▶ [Task to carry out] All of the data is to be restated word for word.

▶ [Supplied information]
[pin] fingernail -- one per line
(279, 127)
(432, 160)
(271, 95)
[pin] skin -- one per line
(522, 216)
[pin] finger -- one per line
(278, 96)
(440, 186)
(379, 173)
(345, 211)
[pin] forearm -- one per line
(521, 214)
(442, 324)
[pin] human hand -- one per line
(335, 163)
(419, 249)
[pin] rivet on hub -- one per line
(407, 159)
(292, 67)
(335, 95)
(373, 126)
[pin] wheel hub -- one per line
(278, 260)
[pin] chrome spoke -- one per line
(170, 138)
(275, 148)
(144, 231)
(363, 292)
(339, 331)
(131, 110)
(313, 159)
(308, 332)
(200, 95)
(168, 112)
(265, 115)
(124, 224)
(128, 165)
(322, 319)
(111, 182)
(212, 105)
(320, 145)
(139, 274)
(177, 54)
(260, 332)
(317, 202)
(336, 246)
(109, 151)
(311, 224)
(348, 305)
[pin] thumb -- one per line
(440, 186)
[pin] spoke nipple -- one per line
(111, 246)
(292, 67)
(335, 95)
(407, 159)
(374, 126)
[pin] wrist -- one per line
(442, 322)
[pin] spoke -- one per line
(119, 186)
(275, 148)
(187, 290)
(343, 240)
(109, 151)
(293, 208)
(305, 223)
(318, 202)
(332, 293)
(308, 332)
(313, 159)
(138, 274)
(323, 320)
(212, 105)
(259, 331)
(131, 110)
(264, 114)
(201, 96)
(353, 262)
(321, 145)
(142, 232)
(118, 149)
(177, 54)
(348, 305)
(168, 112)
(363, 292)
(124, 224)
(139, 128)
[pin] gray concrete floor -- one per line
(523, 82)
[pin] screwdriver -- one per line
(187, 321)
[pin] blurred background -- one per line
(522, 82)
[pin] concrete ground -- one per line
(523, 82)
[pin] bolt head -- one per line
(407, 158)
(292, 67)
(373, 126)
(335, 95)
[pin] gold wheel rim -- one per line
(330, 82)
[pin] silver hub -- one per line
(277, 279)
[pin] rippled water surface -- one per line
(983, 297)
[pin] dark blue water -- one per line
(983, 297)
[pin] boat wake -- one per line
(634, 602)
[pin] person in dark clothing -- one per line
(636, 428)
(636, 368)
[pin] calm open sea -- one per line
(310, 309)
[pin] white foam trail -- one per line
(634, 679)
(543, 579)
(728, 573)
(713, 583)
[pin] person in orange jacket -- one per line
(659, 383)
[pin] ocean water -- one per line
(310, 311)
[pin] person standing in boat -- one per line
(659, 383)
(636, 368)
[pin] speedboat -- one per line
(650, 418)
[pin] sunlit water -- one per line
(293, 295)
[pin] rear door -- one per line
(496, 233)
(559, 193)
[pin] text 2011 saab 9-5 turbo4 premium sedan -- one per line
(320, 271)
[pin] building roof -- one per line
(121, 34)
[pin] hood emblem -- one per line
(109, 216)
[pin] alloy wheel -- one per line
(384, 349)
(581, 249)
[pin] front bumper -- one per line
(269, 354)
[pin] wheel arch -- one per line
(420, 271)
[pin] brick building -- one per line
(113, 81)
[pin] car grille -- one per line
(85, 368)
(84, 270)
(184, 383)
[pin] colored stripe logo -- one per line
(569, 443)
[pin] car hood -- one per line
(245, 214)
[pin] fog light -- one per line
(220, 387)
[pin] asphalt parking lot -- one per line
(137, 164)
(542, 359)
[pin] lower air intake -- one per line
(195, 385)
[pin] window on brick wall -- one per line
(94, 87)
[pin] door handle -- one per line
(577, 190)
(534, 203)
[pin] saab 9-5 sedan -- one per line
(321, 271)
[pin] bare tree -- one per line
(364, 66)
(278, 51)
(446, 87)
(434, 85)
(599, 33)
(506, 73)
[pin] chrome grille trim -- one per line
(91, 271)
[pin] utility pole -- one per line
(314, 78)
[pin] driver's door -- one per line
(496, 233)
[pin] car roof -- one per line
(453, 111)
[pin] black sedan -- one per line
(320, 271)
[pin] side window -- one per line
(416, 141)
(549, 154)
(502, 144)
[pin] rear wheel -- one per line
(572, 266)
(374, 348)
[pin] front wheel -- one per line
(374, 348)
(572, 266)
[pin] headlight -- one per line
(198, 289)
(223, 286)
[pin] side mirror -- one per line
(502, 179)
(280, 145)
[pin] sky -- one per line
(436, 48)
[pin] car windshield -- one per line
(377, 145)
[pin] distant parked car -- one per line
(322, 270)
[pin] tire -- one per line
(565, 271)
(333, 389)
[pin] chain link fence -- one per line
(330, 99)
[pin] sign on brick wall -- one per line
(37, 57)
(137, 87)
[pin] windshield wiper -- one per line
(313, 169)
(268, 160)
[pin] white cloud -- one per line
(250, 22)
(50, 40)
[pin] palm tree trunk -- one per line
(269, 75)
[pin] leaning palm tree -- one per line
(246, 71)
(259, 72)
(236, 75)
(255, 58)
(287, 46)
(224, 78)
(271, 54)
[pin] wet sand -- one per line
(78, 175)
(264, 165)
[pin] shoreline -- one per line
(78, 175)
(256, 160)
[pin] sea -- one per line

▶ [Solution to the exercise]
[pin] fingernail -- one per line
(279, 127)
(432, 160)
(271, 95)
[pin] skin -- one per line
(522, 216)
[pin] finger -- one per line
(278, 96)
(440, 186)
(379, 173)
(345, 211)
[pin] forearm -- one per line
(521, 214)
(442, 324)
[pin] human hand -- one per line
(335, 163)
(419, 249)
[pin] rivet on hub -- one per line
(407, 159)
(292, 67)
(335, 95)
(373, 126)
[pin] wheel hub -- one per line
(278, 260)
[pin] chrome spoke -- one per line
(170, 138)
(275, 148)
(144, 231)
(363, 292)
(339, 331)
(131, 110)
(313, 159)
(308, 332)
(200, 95)
(168, 112)
(265, 115)
(124, 224)
(128, 165)
(322, 319)
(111, 182)
(212, 105)
(320, 145)
(139, 274)
(177, 54)
(260, 332)
(317, 202)
(336, 246)
(109, 151)
(311, 224)
(348, 305)
[pin] thumb -- one per line
(440, 186)
[pin] spoke nipple -- one per line
(111, 246)
(292, 67)
(335, 95)
(407, 159)
(374, 126)
[pin] wrist -- one per line
(442, 322)
[pin] spoke -- one per line
(119, 186)
(275, 148)
(187, 290)
(343, 240)
(109, 151)
(293, 208)
(305, 223)
(318, 202)
(332, 293)
(308, 332)
(313, 159)
(138, 274)
(323, 320)
(212, 105)
(259, 331)
(131, 110)
(264, 114)
(201, 96)
(353, 262)
(321, 145)
(142, 232)
(118, 149)
(177, 54)
(348, 305)
(168, 112)
(363, 292)
(124, 224)
(139, 128)
[pin] gray concrete floor -- one per line
(523, 82)
[pin] screwdriver -- one per line
(187, 321)
[pin] blurred background -- one per line
(522, 82)
[pin] concrete ground -- one per line
(523, 82)
[pin] bolt head -- one per line
(407, 158)
(292, 67)
(373, 126)
(335, 95)
[pin] gold wheel rim -- one per line
(330, 82)
[pin] silver hub -- one per line
(277, 279)
[pin] rippled water surface -- one per line
(983, 297)
[pin] dark blue water -- one per line
(983, 297)
[pin] boat wake -- one per line
(634, 602)
[pin] person in dark clothing -- one per line
(636, 428)
(636, 368)
[pin] calm open sea -- one per line
(310, 309)
[pin] white foam trail -- one per line
(634, 679)
(543, 579)
(728, 573)
(713, 583)
[pin] person in orange jacket -- one per line
(659, 383)
[pin] ocean water -- one per line
(310, 311)
[pin] person standing in boat -- one per line
(659, 383)
(636, 368)
[pin] speedboat -- one per line
(650, 418)
[pin] sunlit water -- one per line
(293, 295)
[pin] rear door -- one per line
(496, 233)
(559, 193)
[pin] text 2011 saab 9-5 turbo4 premium sedan -- one per line
(320, 271)
[pin] building roof -- one per line
(121, 34)
[pin] hood emblem -- one per line
(109, 216)
[pin] alloy wheel -- one per line
(384, 349)
(581, 249)
[pin] front bumper -- one per line
(269, 354)
[pin] wheel arch -- one per line
(420, 271)
[pin] brick building -- one per line
(113, 81)
[pin] car grille -- one per line
(85, 368)
(84, 270)
(184, 383)
[pin] colored stripe logo -- one per line
(569, 443)
[pin] car hood -- one per line
(245, 214)
[pin] fog light -- one per line
(220, 387)
[pin] asphalt parking lot -- one per line
(137, 164)
(542, 359)
[pin] lower air intake -- one per line
(195, 385)
[pin] window on brick wall -- one per line
(94, 87)
[pin] door handle -- one per line
(577, 190)
(534, 203)
[pin] saab 9-5 sedan -- one per line
(321, 271)
[pin] bare tree -- one per line
(364, 66)
(278, 51)
(446, 87)
(434, 85)
(599, 33)
(506, 73)
[pin] chrome grille trim -- one per line
(91, 271)
[pin] utility pole -- one per line
(314, 78)
[pin] driver's door -- one per line
(496, 233)
[pin] car roof -- one per line
(453, 111)
[pin] black sedan -- one per line
(320, 271)
[pin] side window -- one per line
(416, 141)
(549, 154)
(502, 144)
[pin] rear wheel -- one per line
(572, 266)
(374, 348)
[pin] front wheel -- one per line
(374, 348)
(572, 266)
[pin] headlight -- one per line
(198, 289)
(223, 286)
[pin] side mirror -- one per line
(502, 179)
(280, 145)
[pin] sky -- one per line
(436, 48)
[pin] car windshield -- one per line
(377, 145)
[pin] distant parked car -- one per line
(322, 270)
[pin] tire -- one per line
(565, 271)
(333, 389)
[pin] chain link fence -- one per line
(330, 99)
[pin] sign on brick wall -- one per line
(37, 57)
(137, 87)
[pin] windshield wiper -- one per line
(313, 169)
(268, 160)
[pin] white cloud -- one per line
(250, 22)
(50, 40)
[pin] palm tree trunk -- one per line
(269, 75)
[pin] leaning palm tree -- one per line
(246, 71)
(259, 72)
(236, 75)
(255, 58)
(287, 46)
(224, 78)
(271, 54)
[pin] wet sand -- one per line
(78, 175)
(264, 165)
[pin] shoreline -- one per line
(78, 175)
(256, 160)
[pin] sea -- one per line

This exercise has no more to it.